#### TEXT UNDER STUDY

Republicans aren’t buying it. “I want to know why sufficient systems integrated testing was not conducted, and you made the decision to move forward with the website,” said Tennessee Republican Diane Black who, like Tavenner, started her career as a registered nurse.

Sebelius will certainly be asked that question again and again — and in many different ways.

Why wasn’t the launch delayed when the problems became clear?

The site slowed to a standstill almost as soon as it opened just after midnight on Oct. 1. The White House and HHS have said there was a mass onslaught of people signing on — five times as many as anticipated. Millions evidently did try to get on that first day, not just people trying to sign up for insurance, but those who were merely curious as well.

Tavenner has admitted that CMS wasn’t aware of the depth of the problems in the first day or two. But Sebelius will have to answer for why not.

Will people still have time to sign up?

The White House and HHS have both pledged that the site will be working smoothly for “the vast majority” of users by the end of November. Jeff Zients, a management expert who’s been appointed to fix the website while he’s waiting to take over as the chief White House economic adviser next year, says little fixes are being made day by day.

"We are bringing in people from both inside and outside government to scrub in with the team and help improve HealthCare.gov," Sebelius says in her prepared testimony.

########

[WHAT THE TASK REQUIRES]: Carry the article on the HealthCare.gov launch further, starting after its final sentence. The records that follow were drawn from a different source than the article.

#### PROVIDED MATERIAL

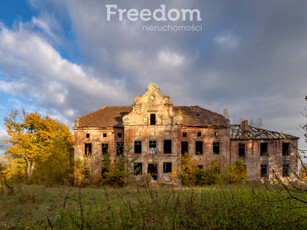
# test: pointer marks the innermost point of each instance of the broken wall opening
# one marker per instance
(153, 171)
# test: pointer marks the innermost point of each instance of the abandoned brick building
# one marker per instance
(158, 133)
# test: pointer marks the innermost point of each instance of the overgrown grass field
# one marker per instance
(212, 207)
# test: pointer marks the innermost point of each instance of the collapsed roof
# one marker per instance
(112, 116)
(237, 132)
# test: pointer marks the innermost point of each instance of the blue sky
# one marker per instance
(63, 59)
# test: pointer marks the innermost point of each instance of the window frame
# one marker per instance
(167, 165)
(242, 147)
(169, 149)
(88, 154)
(103, 147)
(138, 144)
(284, 153)
(216, 144)
(262, 166)
(119, 148)
(199, 144)
(153, 119)
(261, 149)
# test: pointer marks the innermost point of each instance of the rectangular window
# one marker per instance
(264, 171)
(263, 149)
(138, 168)
(103, 172)
(86, 172)
(119, 148)
(88, 149)
(152, 147)
(137, 147)
(285, 170)
(167, 146)
(152, 119)
(105, 148)
(153, 171)
(242, 150)
(184, 147)
(167, 167)
(285, 149)
(216, 147)
(199, 147)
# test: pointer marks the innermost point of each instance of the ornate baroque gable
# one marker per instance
(152, 102)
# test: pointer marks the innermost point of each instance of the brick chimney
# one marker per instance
(244, 126)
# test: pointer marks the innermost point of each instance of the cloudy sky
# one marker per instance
(64, 59)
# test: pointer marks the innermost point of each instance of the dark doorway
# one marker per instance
(184, 147)
(152, 119)
(153, 170)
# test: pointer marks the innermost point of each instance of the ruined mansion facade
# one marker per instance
(158, 133)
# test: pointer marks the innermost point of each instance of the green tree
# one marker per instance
(236, 173)
(188, 170)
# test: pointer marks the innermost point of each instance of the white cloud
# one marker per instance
(228, 41)
(51, 79)
(170, 58)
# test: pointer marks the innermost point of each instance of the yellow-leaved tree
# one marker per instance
(41, 144)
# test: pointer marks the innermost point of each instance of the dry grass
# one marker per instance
(214, 207)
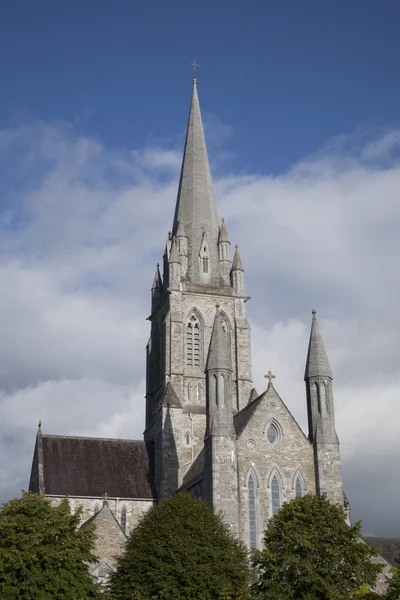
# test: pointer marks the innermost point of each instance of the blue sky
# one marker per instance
(301, 103)
(285, 76)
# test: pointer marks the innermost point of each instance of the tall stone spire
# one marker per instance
(195, 206)
(317, 364)
(220, 454)
(321, 418)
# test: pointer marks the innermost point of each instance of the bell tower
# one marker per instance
(197, 275)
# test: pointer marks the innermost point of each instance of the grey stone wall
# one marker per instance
(292, 455)
(134, 508)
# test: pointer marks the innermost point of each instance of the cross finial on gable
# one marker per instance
(270, 377)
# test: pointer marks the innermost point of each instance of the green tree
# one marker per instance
(181, 550)
(43, 554)
(311, 553)
(394, 585)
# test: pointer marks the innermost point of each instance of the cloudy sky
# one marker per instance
(308, 183)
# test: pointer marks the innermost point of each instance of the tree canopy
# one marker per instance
(394, 586)
(43, 554)
(181, 550)
(311, 553)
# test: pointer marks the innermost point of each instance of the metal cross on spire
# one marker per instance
(194, 65)
(270, 377)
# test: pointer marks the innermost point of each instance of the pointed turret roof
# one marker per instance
(223, 233)
(317, 360)
(173, 255)
(219, 352)
(195, 205)
(237, 263)
(157, 283)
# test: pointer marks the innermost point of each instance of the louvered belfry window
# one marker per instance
(275, 495)
(193, 343)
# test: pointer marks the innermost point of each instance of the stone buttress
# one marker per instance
(197, 274)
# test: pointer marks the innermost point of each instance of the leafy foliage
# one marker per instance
(312, 554)
(394, 586)
(181, 550)
(42, 553)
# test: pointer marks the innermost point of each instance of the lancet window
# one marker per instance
(276, 495)
(252, 510)
(299, 487)
(123, 519)
(193, 343)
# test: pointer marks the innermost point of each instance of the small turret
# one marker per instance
(174, 266)
(225, 264)
(237, 273)
(220, 460)
(321, 419)
(156, 288)
(182, 243)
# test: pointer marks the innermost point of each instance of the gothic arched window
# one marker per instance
(252, 510)
(123, 519)
(299, 487)
(276, 499)
(193, 343)
(273, 434)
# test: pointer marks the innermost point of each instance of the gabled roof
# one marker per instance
(82, 466)
(103, 513)
(242, 418)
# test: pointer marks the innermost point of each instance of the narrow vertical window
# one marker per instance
(275, 495)
(252, 510)
(193, 345)
(123, 519)
(299, 488)
(221, 391)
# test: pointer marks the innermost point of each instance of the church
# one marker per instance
(207, 430)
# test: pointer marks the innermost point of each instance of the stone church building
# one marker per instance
(207, 430)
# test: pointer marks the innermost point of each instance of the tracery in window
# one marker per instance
(123, 519)
(221, 391)
(272, 434)
(299, 487)
(276, 500)
(193, 343)
(252, 510)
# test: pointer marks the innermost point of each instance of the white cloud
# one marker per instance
(81, 230)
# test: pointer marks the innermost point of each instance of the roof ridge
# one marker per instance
(86, 437)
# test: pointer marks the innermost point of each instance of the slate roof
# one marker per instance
(81, 466)
(389, 547)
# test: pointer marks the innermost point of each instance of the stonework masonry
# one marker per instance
(207, 431)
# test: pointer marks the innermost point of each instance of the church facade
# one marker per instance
(207, 430)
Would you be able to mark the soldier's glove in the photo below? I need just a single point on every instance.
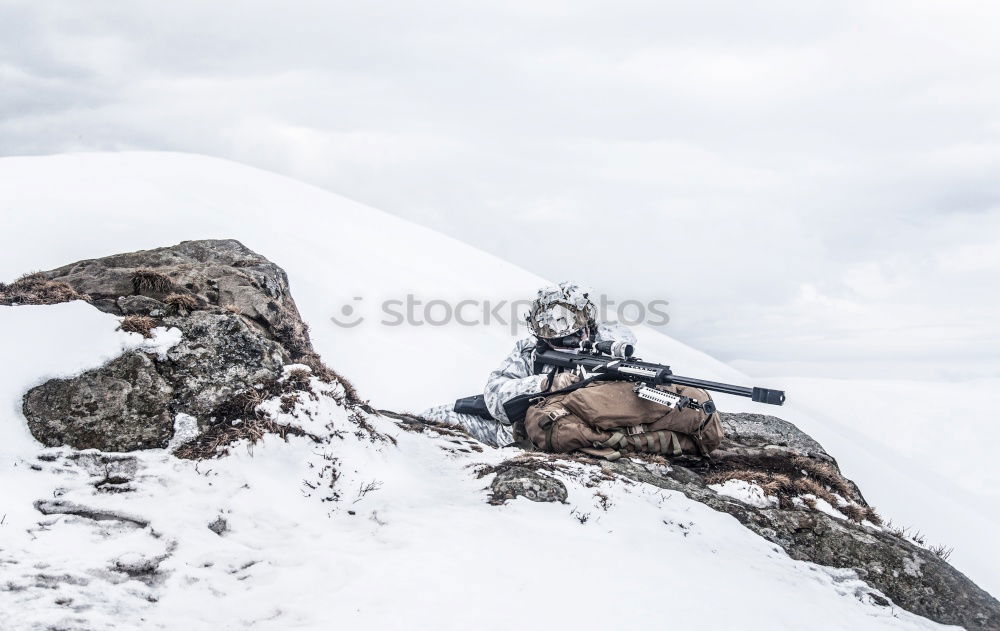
(564, 379)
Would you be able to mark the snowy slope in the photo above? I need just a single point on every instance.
(58, 209)
(421, 550)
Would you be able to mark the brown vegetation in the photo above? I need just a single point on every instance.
(182, 302)
(215, 442)
(36, 289)
(787, 480)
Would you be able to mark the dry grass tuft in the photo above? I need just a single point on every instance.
(147, 280)
(298, 379)
(182, 302)
(36, 289)
(143, 325)
(215, 442)
(805, 477)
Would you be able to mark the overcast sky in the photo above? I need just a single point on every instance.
(811, 182)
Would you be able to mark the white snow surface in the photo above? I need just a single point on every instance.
(424, 548)
(409, 543)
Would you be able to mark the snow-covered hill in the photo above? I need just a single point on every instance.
(425, 542)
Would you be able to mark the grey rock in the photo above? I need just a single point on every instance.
(139, 304)
(220, 355)
(121, 406)
(221, 274)
(914, 578)
(759, 430)
(239, 327)
(219, 526)
(513, 482)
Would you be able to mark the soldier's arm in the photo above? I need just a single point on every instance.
(616, 332)
(514, 377)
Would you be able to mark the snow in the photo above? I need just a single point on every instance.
(422, 548)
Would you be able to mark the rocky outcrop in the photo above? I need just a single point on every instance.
(216, 275)
(759, 449)
(239, 327)
(122, 406)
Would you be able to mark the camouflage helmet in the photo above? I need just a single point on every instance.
(561, 310)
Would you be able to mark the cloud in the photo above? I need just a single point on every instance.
(800, 181)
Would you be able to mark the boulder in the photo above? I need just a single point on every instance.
(239, 327)
(218, 274)
(121, 406)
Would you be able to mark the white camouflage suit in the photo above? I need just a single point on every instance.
(514, 377)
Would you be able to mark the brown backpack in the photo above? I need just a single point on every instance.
(606, 418)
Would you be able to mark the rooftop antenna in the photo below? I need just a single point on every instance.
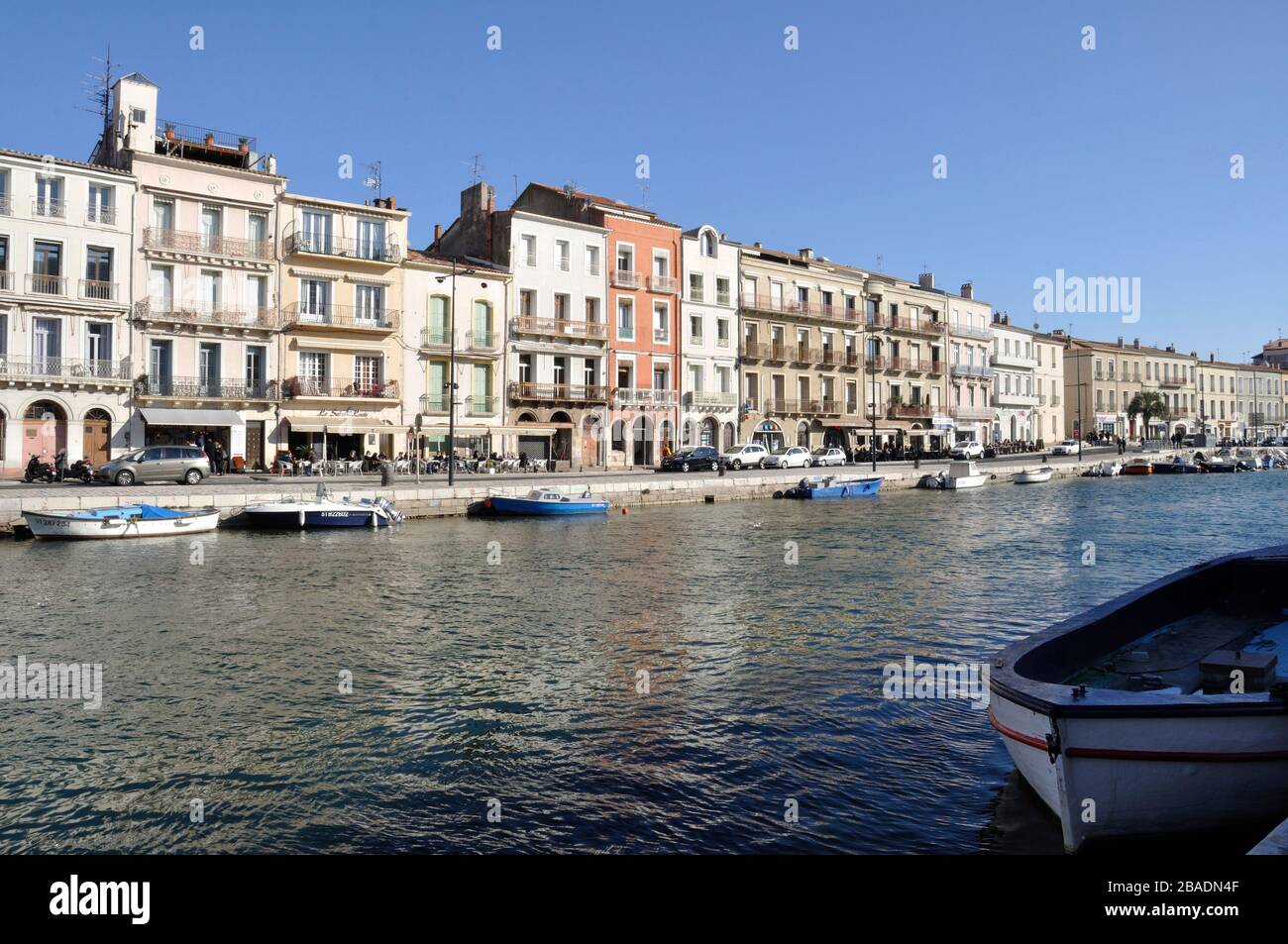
(98, 90)
(375, 180)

########

[RESULT]:
But Republicans and Democrats alike say they’re skeptical. “You have to acknowledge this initial experience has done some damage to Americans’ confidence,” said Pennsylvanian Democrat Allyson Schwartz, a Ways and Means committee member who’s a solid supporter of the Affordable Care Act.

HHS keeps repeating that there’s a six-month open enrollment period with plenty of time to get people signed up even if the site is glitchy. But if CMS and HHS missed all the problems that have marred the site so far, Sebelius will be hard-pressed to persuade her critics that the new team of experts brought in to fix the problem will do a better job.

How can we trust that other aspects of the site are working, like the subsidy calculator?

The health-insurance marketplace website is extremely complicated — one of the most complex projects ever undertaken, according to Cheryl Campbell, senior vice president at CGI Federal Inc., a chief contractor. Users have to create an account and provide large amounts of personal information, including date of birth and social security number, so that the program can check this against databases at the Internal Revenue Service, Social Security Administration and other government departments and agencies.

Given the complexity, supporters and critics alike are worried that people may not know a mistake has been made in calculating a government subsidy, for instance, or even whether all family members are covered by an insurance policy, until it’s too late.

Why haven’t you been more open about the problems?

HHS has refused from the beginning to publicly name all the contractors involved on the site, and will not name the “A-team” of experts brought in to fix the problem. Members of Congress have been so frustrated by this that they’ve subpoenaed tech companies and even sent letters randomly to large companies, such as Microsoft, asking if they were involved.

Microsoft answered one such letter last week. “To the best of our knowledge, no Microsoft employee has provided technical services or technical advice to the federal government or federal contractors concerning the challenges associated with the launch of the Healthcare.gov website,” one company lawyer, Robert Kelner of Covington and Burling, LLP, wrote the Ways and Means Committee last week.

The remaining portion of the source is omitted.